Task instructions:
Reproduce exactly the lines from the line containing "point_to(query) identifies every instance of the blue" through the end of the records below, including both ends, and nothing else.

Given records:
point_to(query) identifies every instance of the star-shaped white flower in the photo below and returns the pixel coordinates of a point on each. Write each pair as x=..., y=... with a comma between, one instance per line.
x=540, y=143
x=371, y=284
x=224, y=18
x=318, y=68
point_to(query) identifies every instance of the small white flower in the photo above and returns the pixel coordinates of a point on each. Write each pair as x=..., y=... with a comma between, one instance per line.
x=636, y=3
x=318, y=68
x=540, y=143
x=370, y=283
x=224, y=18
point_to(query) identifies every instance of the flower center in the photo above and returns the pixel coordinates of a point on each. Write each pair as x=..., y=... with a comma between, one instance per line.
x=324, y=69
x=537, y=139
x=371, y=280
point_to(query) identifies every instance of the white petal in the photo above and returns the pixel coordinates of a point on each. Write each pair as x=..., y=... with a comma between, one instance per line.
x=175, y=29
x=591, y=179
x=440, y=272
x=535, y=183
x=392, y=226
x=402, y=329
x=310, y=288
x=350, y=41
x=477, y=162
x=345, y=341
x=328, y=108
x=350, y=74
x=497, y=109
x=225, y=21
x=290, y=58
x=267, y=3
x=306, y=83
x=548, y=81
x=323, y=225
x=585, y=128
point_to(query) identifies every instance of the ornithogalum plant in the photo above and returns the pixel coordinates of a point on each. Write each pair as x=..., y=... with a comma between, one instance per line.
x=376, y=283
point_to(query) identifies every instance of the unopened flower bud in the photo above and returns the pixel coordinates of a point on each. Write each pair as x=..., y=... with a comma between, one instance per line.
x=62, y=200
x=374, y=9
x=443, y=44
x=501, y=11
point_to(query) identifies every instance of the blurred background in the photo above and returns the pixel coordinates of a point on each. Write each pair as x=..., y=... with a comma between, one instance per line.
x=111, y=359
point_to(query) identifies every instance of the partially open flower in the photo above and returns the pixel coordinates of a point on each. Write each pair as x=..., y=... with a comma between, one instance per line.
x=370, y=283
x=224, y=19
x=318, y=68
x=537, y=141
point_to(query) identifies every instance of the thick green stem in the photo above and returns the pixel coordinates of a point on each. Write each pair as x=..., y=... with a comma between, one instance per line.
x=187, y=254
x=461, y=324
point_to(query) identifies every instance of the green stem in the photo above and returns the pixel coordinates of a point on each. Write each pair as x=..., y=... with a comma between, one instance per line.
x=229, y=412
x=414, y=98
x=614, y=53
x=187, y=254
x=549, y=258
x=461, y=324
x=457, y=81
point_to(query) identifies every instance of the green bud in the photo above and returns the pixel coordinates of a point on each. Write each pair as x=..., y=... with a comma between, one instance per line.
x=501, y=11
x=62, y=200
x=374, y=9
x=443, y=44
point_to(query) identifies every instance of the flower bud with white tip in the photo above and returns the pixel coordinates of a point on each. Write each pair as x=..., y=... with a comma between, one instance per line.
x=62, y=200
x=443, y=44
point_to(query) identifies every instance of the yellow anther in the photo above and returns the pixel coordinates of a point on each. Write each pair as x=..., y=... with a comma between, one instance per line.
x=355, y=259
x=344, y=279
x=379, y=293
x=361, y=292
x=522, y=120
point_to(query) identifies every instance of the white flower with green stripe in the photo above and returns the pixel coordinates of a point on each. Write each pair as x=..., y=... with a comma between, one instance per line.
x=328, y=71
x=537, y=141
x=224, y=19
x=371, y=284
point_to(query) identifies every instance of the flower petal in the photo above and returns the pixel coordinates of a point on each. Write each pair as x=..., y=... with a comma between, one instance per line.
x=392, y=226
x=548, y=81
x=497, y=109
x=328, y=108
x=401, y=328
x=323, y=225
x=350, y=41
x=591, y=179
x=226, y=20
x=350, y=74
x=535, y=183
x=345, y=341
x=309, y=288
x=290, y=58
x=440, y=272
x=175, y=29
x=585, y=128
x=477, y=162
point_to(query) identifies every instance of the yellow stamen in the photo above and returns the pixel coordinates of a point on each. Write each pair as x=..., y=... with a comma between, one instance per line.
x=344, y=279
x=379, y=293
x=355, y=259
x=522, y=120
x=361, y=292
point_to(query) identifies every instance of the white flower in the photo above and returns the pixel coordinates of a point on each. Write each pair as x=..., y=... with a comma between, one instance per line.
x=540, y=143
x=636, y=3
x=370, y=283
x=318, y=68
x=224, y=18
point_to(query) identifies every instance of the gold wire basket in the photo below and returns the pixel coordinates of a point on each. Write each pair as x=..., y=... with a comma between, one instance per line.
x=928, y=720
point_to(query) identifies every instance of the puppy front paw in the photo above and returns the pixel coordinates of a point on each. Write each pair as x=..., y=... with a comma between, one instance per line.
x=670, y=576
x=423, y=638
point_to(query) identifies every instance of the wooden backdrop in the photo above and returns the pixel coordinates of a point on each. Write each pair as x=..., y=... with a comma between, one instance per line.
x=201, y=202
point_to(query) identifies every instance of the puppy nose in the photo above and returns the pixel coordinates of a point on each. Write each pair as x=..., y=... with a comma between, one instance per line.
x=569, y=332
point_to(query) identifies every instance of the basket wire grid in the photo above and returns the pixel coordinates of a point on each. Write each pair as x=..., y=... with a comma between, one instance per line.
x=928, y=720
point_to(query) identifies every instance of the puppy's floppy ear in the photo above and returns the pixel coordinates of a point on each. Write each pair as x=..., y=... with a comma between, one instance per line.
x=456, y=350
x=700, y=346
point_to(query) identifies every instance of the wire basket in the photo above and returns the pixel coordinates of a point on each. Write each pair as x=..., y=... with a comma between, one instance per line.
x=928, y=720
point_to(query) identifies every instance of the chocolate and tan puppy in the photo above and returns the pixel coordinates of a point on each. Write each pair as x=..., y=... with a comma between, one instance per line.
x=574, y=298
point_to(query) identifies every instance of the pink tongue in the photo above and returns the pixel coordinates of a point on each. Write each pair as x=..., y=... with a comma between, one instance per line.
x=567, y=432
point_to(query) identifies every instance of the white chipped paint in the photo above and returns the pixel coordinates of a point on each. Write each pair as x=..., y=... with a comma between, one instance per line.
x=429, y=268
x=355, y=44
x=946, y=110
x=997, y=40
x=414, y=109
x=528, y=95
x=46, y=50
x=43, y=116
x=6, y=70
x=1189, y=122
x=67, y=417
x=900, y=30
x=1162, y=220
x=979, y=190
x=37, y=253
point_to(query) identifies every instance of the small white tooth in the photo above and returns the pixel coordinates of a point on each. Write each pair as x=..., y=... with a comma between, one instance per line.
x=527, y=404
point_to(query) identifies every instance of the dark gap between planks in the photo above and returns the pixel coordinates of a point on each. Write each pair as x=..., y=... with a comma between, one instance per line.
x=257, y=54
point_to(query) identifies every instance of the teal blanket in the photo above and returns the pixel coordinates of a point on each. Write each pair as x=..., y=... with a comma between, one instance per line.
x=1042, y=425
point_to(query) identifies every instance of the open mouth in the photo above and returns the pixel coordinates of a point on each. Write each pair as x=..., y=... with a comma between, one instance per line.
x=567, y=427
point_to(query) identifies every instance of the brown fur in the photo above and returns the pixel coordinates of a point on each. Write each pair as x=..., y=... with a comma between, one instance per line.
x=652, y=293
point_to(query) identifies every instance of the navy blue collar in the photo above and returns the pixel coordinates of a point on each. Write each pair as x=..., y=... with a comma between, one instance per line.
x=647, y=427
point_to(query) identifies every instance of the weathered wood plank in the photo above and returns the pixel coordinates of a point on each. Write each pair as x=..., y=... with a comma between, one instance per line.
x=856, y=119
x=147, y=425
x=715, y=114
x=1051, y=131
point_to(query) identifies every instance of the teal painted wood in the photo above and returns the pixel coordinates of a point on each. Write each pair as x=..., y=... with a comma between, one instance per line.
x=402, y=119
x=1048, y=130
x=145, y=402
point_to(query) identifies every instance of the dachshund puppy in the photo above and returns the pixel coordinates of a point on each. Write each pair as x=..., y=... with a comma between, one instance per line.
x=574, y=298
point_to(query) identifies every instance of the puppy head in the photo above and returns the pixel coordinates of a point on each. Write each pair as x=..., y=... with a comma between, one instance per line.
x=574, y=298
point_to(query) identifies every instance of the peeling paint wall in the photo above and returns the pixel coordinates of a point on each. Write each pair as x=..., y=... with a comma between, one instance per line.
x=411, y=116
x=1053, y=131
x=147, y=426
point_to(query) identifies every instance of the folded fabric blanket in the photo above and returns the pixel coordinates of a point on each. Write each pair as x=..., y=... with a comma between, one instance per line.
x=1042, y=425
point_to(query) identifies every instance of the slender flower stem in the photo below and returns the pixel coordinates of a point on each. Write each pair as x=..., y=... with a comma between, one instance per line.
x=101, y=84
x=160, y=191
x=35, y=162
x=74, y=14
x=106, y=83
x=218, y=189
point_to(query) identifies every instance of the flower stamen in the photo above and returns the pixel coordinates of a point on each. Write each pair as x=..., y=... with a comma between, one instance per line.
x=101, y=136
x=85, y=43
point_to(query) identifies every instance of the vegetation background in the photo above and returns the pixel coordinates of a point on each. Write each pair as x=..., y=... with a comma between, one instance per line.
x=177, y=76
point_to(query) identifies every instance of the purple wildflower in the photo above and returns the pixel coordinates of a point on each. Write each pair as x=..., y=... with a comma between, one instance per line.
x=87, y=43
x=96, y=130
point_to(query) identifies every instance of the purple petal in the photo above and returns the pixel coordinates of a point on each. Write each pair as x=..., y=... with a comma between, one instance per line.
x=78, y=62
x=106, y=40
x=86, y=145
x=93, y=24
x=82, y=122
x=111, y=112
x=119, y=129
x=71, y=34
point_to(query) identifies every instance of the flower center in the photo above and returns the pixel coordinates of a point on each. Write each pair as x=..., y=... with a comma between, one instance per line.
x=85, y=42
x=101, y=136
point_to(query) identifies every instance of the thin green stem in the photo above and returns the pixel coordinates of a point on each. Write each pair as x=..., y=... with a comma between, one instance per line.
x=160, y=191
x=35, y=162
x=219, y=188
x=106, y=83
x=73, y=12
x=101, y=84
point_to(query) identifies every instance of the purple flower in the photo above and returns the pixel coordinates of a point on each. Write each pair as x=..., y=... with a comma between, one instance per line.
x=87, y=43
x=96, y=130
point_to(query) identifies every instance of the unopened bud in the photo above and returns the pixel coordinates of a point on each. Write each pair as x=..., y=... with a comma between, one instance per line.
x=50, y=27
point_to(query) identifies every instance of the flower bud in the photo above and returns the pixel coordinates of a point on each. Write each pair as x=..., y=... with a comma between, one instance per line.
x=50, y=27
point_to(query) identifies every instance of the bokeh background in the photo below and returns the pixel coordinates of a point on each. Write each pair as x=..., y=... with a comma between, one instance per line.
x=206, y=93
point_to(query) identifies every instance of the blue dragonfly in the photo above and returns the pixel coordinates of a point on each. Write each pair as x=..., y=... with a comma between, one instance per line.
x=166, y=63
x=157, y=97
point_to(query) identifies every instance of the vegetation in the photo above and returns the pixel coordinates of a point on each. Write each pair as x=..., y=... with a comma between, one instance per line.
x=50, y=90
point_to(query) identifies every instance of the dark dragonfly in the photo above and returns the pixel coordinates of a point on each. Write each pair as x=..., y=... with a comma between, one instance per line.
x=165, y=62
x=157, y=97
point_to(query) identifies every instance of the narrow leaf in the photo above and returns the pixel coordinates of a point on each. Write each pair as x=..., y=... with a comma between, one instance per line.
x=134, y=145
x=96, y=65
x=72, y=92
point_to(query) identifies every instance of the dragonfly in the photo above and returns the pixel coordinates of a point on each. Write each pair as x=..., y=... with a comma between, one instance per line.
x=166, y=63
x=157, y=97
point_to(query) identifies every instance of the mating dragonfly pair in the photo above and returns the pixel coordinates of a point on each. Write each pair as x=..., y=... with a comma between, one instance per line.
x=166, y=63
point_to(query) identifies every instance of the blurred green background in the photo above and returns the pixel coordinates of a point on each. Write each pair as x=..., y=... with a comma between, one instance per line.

Task response:
point_to(query) identifies every instance of the blue dragonfly in the photo above and returns the pixel coordinates of a point on each. Write each pair as x=..., y=... with a comma between, one instance per line.
x=166, y=63
x=157, y=97
point_to(query) identifies every instance of the vegetation in the photo above and returns the pixel coordinates of a point on each. Write each pair as x=..., y=... with a comma between, one instance per line.
x=50, y=90
point_to(query) identifies every instance of the dark dragonfly in the photo above and returns the pixel coordinates of a point on each. Write each pair as x=..., y=... with a comma between, one instance per line.
x=165, y=62
x=157, y=97
point_to(query) identifies every instance of the narrow leaf in the photo above and returns the pixel coordinates of a point on each. Write each pair as x=..., y=... with a comma between, one instance per line.
x=134, y=145
x=96, y=65
x=72, y=92
point_to(query) identifies every instance of the dragonfly in the photo above and returns the pixel coordinates of a point on each. Write each pair as x=..., y=... with a comma between, one instance per line.
x=166, y=63
x=157, y=97
point_to(query) identifies every instance of the mating dragonfly pair in the photo above and returns the pixel coordinates of a point on each. Write each pair as x=..., y=... with a comma between, one instance per line.
x=166, y=63
point_to(query) identifies every instance of the blurred green background in the photo above and returns the pixel coordinates of a point on each. Write each pair as x=..., y=... with a comma between, one instance per line.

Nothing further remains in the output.